_Given request_:
Substitute "paved ground" for "concrete ground" in everything from the line containing "Map the yellow" down to the line containing "879 121 1062 226", and reproduce only those rows with nothing else altered.

[Dataset records]
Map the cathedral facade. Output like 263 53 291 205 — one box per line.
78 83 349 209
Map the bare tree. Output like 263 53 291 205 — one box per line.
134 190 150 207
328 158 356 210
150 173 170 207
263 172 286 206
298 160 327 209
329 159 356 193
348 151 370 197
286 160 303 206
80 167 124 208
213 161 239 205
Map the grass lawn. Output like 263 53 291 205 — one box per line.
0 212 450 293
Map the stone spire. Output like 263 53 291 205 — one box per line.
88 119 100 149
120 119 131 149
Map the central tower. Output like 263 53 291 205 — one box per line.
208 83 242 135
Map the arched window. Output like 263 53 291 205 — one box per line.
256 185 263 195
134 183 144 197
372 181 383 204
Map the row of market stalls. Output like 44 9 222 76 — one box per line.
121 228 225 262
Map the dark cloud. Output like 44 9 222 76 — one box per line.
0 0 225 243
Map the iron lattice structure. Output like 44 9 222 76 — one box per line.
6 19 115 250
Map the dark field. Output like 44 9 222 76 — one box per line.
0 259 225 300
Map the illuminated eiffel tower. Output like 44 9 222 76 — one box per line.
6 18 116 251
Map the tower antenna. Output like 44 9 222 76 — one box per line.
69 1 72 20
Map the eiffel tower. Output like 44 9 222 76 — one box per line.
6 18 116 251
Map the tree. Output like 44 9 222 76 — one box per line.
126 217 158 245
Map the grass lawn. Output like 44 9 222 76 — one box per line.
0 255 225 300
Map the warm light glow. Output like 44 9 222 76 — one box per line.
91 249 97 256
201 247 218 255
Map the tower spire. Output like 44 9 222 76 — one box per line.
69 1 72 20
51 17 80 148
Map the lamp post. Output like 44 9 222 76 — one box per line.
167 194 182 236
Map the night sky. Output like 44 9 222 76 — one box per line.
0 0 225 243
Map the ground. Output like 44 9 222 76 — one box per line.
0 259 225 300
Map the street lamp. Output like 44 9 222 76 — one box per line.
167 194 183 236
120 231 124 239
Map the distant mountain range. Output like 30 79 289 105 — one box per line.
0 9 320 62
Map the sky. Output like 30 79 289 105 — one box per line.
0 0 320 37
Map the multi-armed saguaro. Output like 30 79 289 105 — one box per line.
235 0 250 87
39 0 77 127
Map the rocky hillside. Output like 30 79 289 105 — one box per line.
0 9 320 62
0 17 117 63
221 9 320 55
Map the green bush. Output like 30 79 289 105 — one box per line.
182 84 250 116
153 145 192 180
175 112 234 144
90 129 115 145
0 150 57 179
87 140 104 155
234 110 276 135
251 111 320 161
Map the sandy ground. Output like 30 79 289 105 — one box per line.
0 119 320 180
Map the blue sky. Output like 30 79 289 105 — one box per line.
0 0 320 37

---

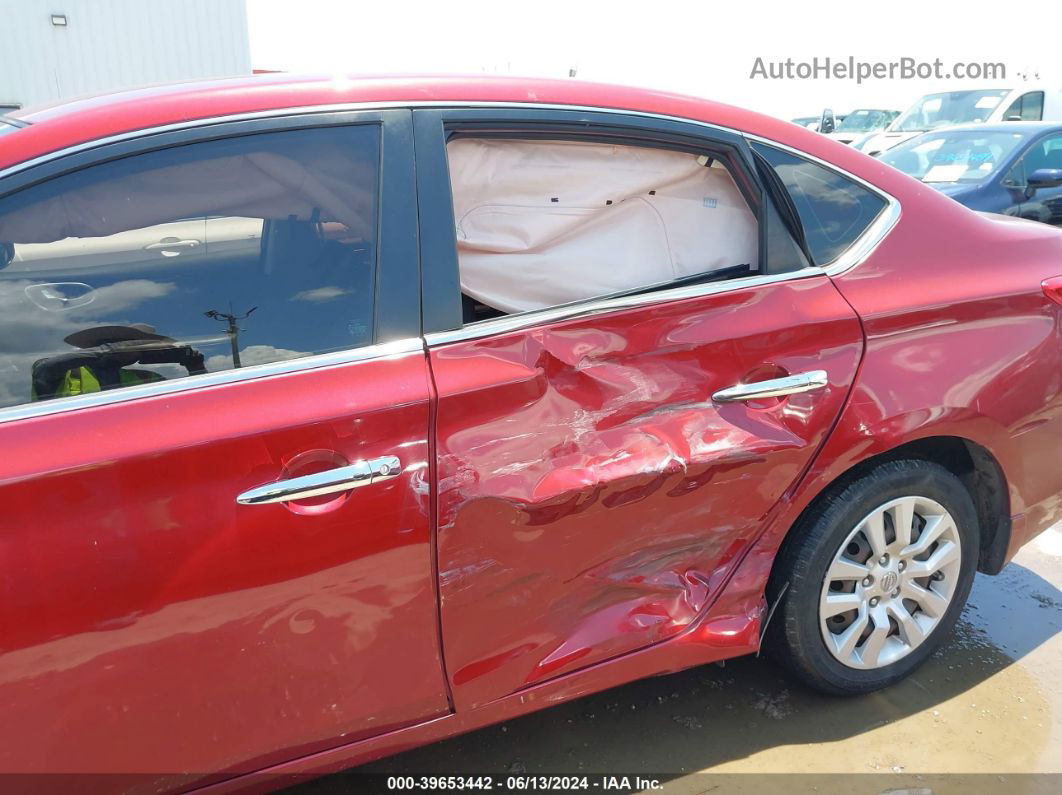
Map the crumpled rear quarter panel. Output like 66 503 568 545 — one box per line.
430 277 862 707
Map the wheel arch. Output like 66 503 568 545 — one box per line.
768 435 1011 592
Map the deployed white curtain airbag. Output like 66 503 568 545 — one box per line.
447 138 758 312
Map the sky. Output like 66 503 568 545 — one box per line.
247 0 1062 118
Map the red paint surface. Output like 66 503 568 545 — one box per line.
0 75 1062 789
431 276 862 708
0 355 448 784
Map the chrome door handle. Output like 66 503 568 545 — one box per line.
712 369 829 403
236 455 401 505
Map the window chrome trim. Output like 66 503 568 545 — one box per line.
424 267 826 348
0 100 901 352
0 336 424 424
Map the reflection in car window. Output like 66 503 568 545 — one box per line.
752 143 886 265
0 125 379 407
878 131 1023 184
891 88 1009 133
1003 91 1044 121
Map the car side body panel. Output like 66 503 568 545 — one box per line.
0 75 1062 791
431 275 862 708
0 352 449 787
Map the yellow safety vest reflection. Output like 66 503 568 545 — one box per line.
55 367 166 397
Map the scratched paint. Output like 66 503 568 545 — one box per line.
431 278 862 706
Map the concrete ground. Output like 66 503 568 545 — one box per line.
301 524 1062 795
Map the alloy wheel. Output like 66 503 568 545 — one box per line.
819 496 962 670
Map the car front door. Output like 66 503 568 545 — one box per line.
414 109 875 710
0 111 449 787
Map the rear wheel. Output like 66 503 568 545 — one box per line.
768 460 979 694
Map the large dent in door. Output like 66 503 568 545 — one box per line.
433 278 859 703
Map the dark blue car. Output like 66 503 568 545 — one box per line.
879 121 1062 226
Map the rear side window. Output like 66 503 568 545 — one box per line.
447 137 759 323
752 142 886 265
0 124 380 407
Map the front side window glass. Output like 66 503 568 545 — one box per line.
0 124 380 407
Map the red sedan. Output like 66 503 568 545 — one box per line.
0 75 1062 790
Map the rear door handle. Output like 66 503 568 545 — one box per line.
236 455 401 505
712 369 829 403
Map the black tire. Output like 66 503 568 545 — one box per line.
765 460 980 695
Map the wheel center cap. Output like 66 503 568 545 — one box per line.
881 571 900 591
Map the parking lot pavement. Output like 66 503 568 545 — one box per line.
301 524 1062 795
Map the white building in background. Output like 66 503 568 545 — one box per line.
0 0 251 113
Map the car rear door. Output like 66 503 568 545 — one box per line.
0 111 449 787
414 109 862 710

_Solution for this problem_:
Map the yellow safety vest reflection. Output like 66 503 568 545 — one box per line.
55 367 166 397
Map the scratched paint. Output like 66 503 568 545 — one box per line.
431 278 862 706
Map the paved ground. Output like 66 503 568 545 — one box per line.
301 524 1062 795
Map the alloy wheel. Output like 66 503 568 545 — one box per line.
819 496 962 670
Map the car front door. Output like 66 503 568 545 — one box per line.
414 109 875 710
0 111 449 787
Map the rear wheel. Output like 66 503 568 545 — one box per line.
768 460 979 694
Map the large dent in door. Output like 66 503 568 545 — one box per line.
433 278 859 703
Map the dark blue car. Output like 66 503 568 545 — one box per line.
879 121 1062 226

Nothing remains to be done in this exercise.